■ Your goal:
Copy out the records precisely, omitting pictures.

■ Data shown:

★ ★ ★

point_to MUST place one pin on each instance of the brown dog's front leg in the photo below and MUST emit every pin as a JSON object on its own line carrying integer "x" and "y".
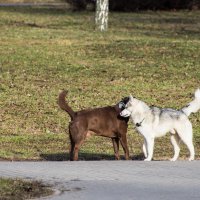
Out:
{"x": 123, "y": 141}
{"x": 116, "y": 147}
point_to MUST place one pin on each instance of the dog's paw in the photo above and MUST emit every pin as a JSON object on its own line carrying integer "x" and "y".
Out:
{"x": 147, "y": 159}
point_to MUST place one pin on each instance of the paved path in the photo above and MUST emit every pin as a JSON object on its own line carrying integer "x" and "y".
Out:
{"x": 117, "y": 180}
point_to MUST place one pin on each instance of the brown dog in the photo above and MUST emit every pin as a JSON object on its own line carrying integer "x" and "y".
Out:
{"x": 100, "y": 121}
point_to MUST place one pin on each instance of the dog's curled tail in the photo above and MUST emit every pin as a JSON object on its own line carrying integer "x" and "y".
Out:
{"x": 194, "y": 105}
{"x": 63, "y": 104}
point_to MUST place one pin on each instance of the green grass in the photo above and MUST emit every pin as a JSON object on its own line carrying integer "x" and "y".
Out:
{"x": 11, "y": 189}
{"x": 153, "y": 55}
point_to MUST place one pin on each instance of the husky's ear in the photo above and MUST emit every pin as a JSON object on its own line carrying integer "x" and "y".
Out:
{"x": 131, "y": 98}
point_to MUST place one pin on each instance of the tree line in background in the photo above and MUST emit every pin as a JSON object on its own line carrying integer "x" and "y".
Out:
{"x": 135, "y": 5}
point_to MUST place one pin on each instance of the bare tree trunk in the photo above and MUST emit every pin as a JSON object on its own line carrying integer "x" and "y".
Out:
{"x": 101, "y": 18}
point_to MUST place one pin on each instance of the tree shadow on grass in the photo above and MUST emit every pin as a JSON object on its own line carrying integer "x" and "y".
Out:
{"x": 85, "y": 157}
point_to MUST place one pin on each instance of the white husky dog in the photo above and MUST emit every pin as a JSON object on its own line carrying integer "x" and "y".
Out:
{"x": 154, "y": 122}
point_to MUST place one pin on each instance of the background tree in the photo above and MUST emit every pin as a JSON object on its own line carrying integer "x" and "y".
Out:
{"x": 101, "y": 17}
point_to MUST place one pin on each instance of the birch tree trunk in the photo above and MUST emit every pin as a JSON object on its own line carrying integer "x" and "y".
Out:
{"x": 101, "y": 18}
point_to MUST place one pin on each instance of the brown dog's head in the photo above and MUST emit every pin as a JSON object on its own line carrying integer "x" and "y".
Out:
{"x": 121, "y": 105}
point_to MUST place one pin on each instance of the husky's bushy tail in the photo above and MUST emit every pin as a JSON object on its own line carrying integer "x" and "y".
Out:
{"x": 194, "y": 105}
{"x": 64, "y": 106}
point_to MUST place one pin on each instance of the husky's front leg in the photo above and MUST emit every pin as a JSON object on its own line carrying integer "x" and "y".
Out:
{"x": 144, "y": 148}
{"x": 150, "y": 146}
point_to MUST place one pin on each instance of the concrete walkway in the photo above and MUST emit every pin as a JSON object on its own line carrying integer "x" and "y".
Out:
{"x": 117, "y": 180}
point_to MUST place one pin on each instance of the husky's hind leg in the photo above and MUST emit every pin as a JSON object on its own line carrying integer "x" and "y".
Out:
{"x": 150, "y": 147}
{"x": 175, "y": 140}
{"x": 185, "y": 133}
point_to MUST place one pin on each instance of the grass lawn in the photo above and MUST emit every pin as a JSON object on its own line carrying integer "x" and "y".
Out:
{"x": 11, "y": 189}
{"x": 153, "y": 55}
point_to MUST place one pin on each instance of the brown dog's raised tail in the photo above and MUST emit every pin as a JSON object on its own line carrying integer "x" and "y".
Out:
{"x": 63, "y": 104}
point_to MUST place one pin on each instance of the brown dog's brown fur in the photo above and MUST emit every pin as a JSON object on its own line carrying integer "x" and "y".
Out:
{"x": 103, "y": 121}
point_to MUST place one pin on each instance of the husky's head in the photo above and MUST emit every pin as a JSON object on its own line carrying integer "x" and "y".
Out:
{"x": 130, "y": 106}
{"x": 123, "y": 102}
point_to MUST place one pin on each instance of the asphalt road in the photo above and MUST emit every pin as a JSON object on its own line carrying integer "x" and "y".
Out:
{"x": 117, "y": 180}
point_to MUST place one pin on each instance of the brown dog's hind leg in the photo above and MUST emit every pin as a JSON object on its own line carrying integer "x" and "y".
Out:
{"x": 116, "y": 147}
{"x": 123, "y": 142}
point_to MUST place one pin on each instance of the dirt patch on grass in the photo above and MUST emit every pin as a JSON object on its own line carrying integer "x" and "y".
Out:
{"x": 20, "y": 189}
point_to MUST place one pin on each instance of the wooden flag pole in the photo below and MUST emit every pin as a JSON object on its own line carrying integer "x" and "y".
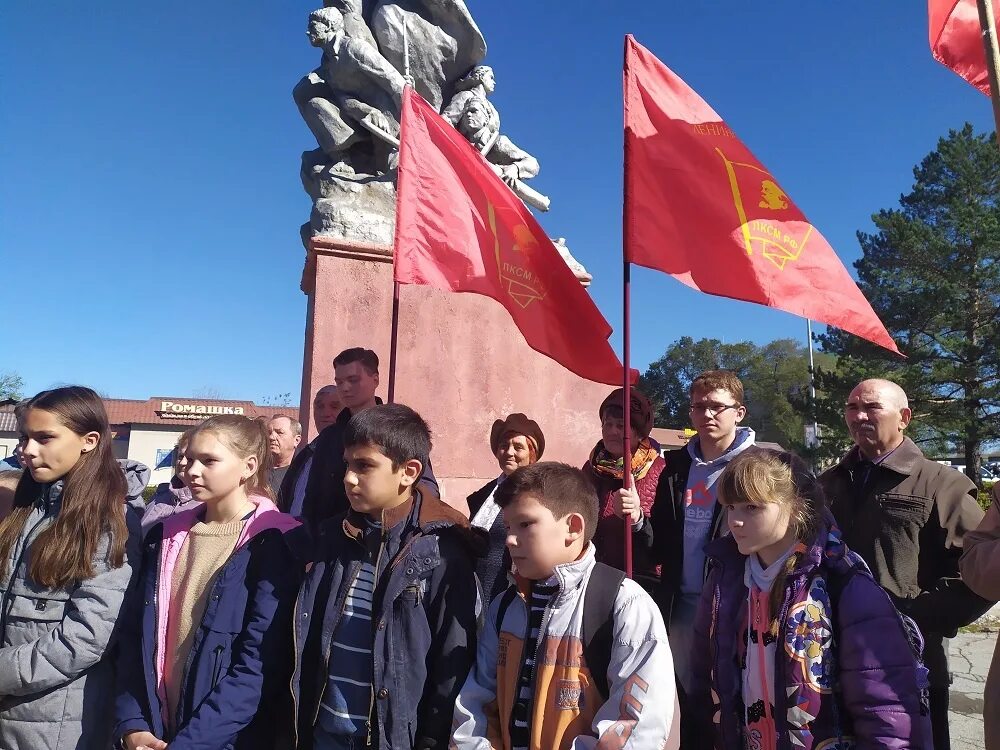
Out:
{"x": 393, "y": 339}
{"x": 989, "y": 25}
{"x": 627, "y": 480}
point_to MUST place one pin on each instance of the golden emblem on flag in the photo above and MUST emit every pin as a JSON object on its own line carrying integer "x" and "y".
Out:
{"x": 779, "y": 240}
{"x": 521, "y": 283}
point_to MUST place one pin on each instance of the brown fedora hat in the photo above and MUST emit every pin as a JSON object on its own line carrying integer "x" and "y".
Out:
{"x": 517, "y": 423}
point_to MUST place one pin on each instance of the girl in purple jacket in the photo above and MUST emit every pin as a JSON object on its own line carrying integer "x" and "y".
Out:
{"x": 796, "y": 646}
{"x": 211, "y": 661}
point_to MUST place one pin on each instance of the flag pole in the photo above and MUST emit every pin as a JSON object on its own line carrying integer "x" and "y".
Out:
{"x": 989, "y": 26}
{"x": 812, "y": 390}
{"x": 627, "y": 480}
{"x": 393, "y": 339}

★ ★ ★

■ Answer to the task:
point_to MUST place one pin on each instance of the brown dog's front leg in the photo below and MUST emit every pin as a JSON object on its own line carrying integer "x" and "y".
Out:
{"x": 123, "y": 141}
{"x": 116, "y": 147}
point_to MUST place one pin on each instance of the dog's paw in the photo above and MUST emit every pin as a JSON object on its own line carrying integer "x" and "y".
Out:
{"x": 147, "y": 159}
point_to MUST place one pin on each instance of the paved path in the photo above and MUST emit every pin as a JSON object on its own line carrying integer "x" and "y".
Out:
{"x": 117, "y": 180}
point_to MUST place one pin on each instance of the brown dog in the photo above and MUST emit every pin as a JSON object on its own line carrying integer "x" and "y".
Out:
{"x": 100, "y": 121}
point_to MUST place one pin on each instance of the dog's curled tail in the photo above and MUST emit every pin as a JSON object on its own line carrying integer "x" and "y".
Out:
{"x": 194, "y": 105}
{"x": 63, "y": 104}
point_to MUST place one pin on each instance of the green grass in the photo above and MUST emit every pin as a JSON object on its own line carrying integer "x" and "y".
Out:
{"x": 11, "y": 189}
{"x": 153, "y": 55}
point_to MUST place one pin on each instance of the husky's ear in the photo above and MUST emit every pin as a JSON object on its own line carrying integer "x" and "y".
Out:
{"x": 131, "y": 98}
point_to MUST place one pin on each instance of the tree line in background in the photo above and MUST emit every pin as a JSON object on its own line carrying integer "x" and "y".
Out:
{"x": 135, "y": 5}
point_to MUST place one pin on each instance of the bare tree trunk in the photo above and MUST emit every pin as a JSON object on its own line carrying integer "x" and "y".
Out:
{"x": 101, "y": 18}
point_to MUST place one pin on each instance of the tree shadow on grass in the photo above and MUST emit every pin as a JSON object on its own line carrying integer "x" and "y".
Out:
{"x": 85, "y": 157}
point_to MUST place one pin on each instance of the white husky dog in the photo above and MUST emit every pin as a JSON object on its own line carrying integer "x" and "y".
Out:
{"x": 154, "y": 122}
point_to MUST place one pin on each instance of the background tree in the photo above and MUST emit every pin as a JSON object on its own line carrying integer "x" and "y".
Out:
{"x": 101, "y": 17}
point_to MUST place one pin on each instance of the birch tree trunk in the photo above and MUST emit every pin as a JSON object on its own line carrying integer "x" and "y".
Out:
{"x": 101, "y": 18}
point_to MUST place one pin on each instance of the brown dog's head in the photo above and MUST emit every pin as a JSON object on its own line carrying integer "x" and "y".
Out:
{"x": 121, "y": 105}
point_to MUST place one pin on each instance of the husky's bushy tail in the photo above and MUST emit every pin as a JSON object on its own line carrying integer "x" and "y".
Out:
{"x": 194, "y": 105}
{"x": 64, "y": 106}
point_to MUST place one pin on each instance of the husky's front leg in the photo above and MUST emit every pin as a JSON object on its own line carrying integer "x" and "y".
Out:
{"x": 144, "y": 148}
{"x": 150, "y": 146}
point_to MUST place one pin on each instance of the concrete walkway in the photo above and MUST emit every pin as a JSON object on its own line carrying integer "x" and "y".
Out:
{"x": 117, "y": 180}
point_to MUST place one pin on each instance of the husky's hind leg in the photo above and MUST emit every pin as a JSON object on its own line carrying integer "x" and "y".
Out:
{"x": 150, "y": 147}
{"x": 175, "y": 140}
{"x": 185, "y": 133}
point_to MUST place one pin on each instance of the grass lawn in the photo above and MUST emit every pin as a JSON object on its own line carrying integer "x" and "y".
Out:
{"x": 11, "y": 189}
{"x": 153, "y": 55}
point_to MUST place one pin on each instance of the brown dog's raised tail in the photo above and MUST emit every pin as a JSON object on its own line carrying integer "x" and "y".
Out:
{"x": 63, "y": 104}
point_to MUST place one pin on each instance of the brown dog's brown fur in the photo above and MUST emit every pin as a JSON object on its own line carrying integer "x" and "y".
Out:
{"x": 103, "y": 121}
point_to MUST place one pin on each instance of the husky's head in the photo above and MUST emit every pin as a JSON object on its own line carrying integer "x" and "y".
Out:
{"x": 130, "y": 106}
{"x": 123, "y": 102}
point_to MUST place one pin on each instance of the asphalt road in the photo above and MUST emit every pin as a JSON object on its own line carrying integer "x" and "y".
Out:
{"x": 117, "y": 180}
point_to MUST place one pin on each instance of the brown dog's hind leg in the photo above and MUST emit every pin as a JSON object on its own line carrying integer "x" and "y".
Out:
{"x": 116, "y": 147}
{"x": 123, "y": 142}
point_to MUST place one pin on each instance of the dirt patch on grass in the photo above and MUST emit every pin as a JSON object on its own line carrying integer "x" and "y".
Out:
{"x": 20, "y": 189}
point_to MUST place one pin on each instance of the wooden flag pole in the photo below and MUST emit every pin as a JSON object on its own line carrying integer "x" and "y".
Out:
{"x": 393, "y": 339}
{"x": 989, "y": 25}
{"x": 627, "y": 480}
point_to MUST place one pin on each instance of the golden emblem on flag in the photo above and MUST emit every pin as a JSON object on its own line carrying integer "x" and "y".
Out:
{"x": 779, "y": 240}
{"x": 521, "y": 283}
point_to MUST place one pin on each instance of the brown fedora hat in the photo above and MUST emit every pin as a JSON object on its own line carrying integer "x" and "y".
Out:
{"x": 517, "y": 423}
point_to MUST place one pin on each instance of the girl in purple jacket in the photo above and MUST emit every pin as a JSON object on its own line carrying integer "x" and "y".
Out:
{"x": 796, "y": 646}
{"x": 211, "y": 661}
point_to MUST place one pin on each instance of the flag pole in the photo above and MUST emit every pin as a JSON object on its own line carrying integer "x" and "y".
Out:
{"x": 989, "y": 26}
{"x": 812, "y": 390}
{"x": 627, "y": 480}
{"x": 393, "y": 339}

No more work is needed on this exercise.